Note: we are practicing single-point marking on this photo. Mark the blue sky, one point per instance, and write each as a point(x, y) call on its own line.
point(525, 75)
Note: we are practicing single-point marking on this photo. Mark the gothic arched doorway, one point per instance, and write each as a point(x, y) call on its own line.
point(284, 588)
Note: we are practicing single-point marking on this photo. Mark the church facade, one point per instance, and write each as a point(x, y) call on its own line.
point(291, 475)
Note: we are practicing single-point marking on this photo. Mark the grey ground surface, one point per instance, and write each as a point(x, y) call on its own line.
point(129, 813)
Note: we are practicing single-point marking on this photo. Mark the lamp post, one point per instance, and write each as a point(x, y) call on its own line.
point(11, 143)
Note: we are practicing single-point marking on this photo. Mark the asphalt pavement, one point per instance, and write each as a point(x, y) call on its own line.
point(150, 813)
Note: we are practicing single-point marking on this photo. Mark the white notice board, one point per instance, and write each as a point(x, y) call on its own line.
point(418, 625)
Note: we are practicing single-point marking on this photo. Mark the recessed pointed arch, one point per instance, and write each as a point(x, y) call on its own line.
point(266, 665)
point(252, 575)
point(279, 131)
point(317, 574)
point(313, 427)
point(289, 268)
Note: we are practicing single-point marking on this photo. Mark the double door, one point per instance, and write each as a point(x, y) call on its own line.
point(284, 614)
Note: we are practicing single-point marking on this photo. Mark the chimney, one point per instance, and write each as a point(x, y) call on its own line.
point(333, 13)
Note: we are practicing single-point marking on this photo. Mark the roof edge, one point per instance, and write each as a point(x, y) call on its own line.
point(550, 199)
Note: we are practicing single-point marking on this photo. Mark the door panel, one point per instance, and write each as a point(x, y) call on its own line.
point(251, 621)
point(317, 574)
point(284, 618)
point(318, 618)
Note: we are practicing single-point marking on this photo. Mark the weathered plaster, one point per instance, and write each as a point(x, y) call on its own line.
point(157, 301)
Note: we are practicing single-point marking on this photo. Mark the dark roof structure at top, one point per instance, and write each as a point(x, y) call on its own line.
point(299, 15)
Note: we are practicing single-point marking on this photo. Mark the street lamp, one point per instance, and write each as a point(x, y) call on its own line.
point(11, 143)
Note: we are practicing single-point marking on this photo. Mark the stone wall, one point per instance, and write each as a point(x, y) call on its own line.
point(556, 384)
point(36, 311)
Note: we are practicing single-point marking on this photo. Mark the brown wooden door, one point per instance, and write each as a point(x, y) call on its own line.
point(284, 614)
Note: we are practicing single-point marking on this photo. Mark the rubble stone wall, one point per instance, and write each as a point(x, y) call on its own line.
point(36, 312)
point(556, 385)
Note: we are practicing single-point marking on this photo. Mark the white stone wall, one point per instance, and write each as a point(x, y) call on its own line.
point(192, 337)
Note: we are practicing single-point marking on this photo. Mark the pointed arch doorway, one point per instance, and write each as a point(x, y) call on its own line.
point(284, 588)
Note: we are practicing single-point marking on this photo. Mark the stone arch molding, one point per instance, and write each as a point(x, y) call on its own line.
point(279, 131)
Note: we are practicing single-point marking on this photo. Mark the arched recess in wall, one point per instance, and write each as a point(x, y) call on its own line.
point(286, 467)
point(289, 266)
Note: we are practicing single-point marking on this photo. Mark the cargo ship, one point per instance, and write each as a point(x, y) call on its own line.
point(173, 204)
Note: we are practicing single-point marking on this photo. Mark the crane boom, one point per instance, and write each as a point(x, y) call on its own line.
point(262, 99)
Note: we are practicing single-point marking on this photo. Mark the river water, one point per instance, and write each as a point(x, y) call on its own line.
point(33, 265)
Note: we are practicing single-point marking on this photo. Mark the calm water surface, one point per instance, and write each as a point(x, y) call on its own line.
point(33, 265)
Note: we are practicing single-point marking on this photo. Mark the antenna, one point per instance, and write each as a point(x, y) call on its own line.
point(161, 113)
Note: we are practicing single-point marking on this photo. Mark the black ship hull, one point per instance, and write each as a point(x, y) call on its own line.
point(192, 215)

WHAT YOU WILL DO. Copy all of the lines above without changing anything.

THE RESULT.
Note: we are practicing single-point marking on this photo. Mark the blue sky, one point per instance, and write each as a point(x, y) call on its own line.
point(525, 75)
Note: we are practicing single-point marking on this photo. Mark the gothic arched doorway, one point per instance, and write each as a point(x, y) call on its own line.
point(284, 588)
Note: we are practicing single-point marking on this photo. Mark the church facade, one point per instance, and write each as a point(x, y) call on its own line.
point(291, 475)
Note: we are practicing single-point marking on this photo. Mark the grey ground surface, one point per instance, and write each as a point(x, y) call on its own line.
point(129, 813)
Note: we are practicing single-point marking on this photo. Mark the lamp post, one point per instance, and write each as a point(x, y) call on its own line.
point(11, 143)
Note: we are practicing single-point marking on this photo. Mark the asphalt pavement, one point per instance, and write each as a point(x, y) call on its own line.
point(150, 813)
Note: we are practicing single-point marking on this photo. Mark the white notice board, one point per instance, and write each as a point(x, y) call on its own line.
point(418, 625)
Note: we are practicing single-point marking on this photo. Mark the recessed pointed arch, one point per instance, and write each as a point(x, y) call on its own line.
point(266, 665)
point(252, 575)
point(279, 131)
point(317, 574)
point(313, 427)
point(289, 268)
Note: we are practicing single-point marking on this photo. Mark the double door, one point per instance, and write each as a point(x, y) call on its own line.
point(284, 614)
Note: we are practicing single-point marking on this photo. Mark the chimney, one point per instance, and write each as a point(x, y) call on its own line.
point(333, 13)
Note: we are practicing single-point marking on this photo. Mark the roof edge, one point per instance, and write each as a point(x, y) call on its own line.
point(550, 199)
Note: we are practicing single-point marking on this photo. Mark the door panel, one point per instance, and write each as a point(x, y) call on its own line.
point(251, 621)
point(317, 574)
point(284, 618)
point(318, 618)
Note: we are practicing single-point marking on this photo. Mark the weathered plaster, one point per instance, and write each as a point(x, y) call on its own line.
point(157, 301)
Note: we are practicing single-point marking on this photo. Mark the dark roof structure at top, one point per instance, and write each as a point(x, y) call on its own line.
point(299, 15)
Note: we are practicing single-point marking on this photo. Mark the street lamp, one point per instance, and write each as a point(x, y) call on its own line.
point(11, 143)
Note: we are practicing single-point marking on this photo. Mark the stone wall, one point per instance, and write each as a point(x, y) call on its own line.
point(556, 384)
point(36, 311)
Note: we are practicing single-point marking on this photo. Mark the brown wooden door, one point per instance, and write each as a point(x, y) call on its own line.
point(284, 614)
Note: we are practicing single-point marking on this photo. Mark the rubble stone wall, one point per instance, and write each as a point(x, y) call on its own line.
point(36, 312)
point(556, 385)
Note: we are practicing single-point marking on this photo. Mark the white stone wall, one point per instance, and write each as a point(x, y) call on its own line.
point(192, 337)
Note: we are practicing single-point marking on this photo. Mark the pointed arch doorway, one point per instance, and write each as a point(x, y) call on its own line.
point(284, 588)
Note: we are practicing single-point marking on this photo. Mark the stone arch molding, one point per instance, and write each as a point(x, y) call on its own line.
point(279, 131)
Note: we are practicing single-point marking on this photo. Mark the arched recess in wall, one point per instance, and write each as a point(x, y) call on its own line.
point(286, 467)
point(289, 266)
Note: we are practicing single-point marking on this photo. Mark the cargo ship, one point per instance, and write each as a point(x, y) call on its own line.
point(173, 204)
Note: we are practicing single-point marking on this photo. Mark the crane boom, one point per instance, and write each as a point(x, y) call on its own line.
point(262, 99)
Note: we are practicing single-point marking on this photo. Mark the river water, one point per instance, and write each as a point(x, y) call on its own line.
point(33, 265)
Note: we are practicing single-point marking on this photo. Mark the calm water surface, one point per instance, and write each as a point(x, y) call on its own line.
point(33, 265)
Note: we are practicing single-point marking on this photo. Mark the antenna, one point per instance, and write each as a point(x, y) call on its own line.
point(161, 113)
Note: we are practicing single-point marking on this photo. Mark the black ship hull, one point per instance, and write each as a point(x, y) call on its own line.
point(192, 215)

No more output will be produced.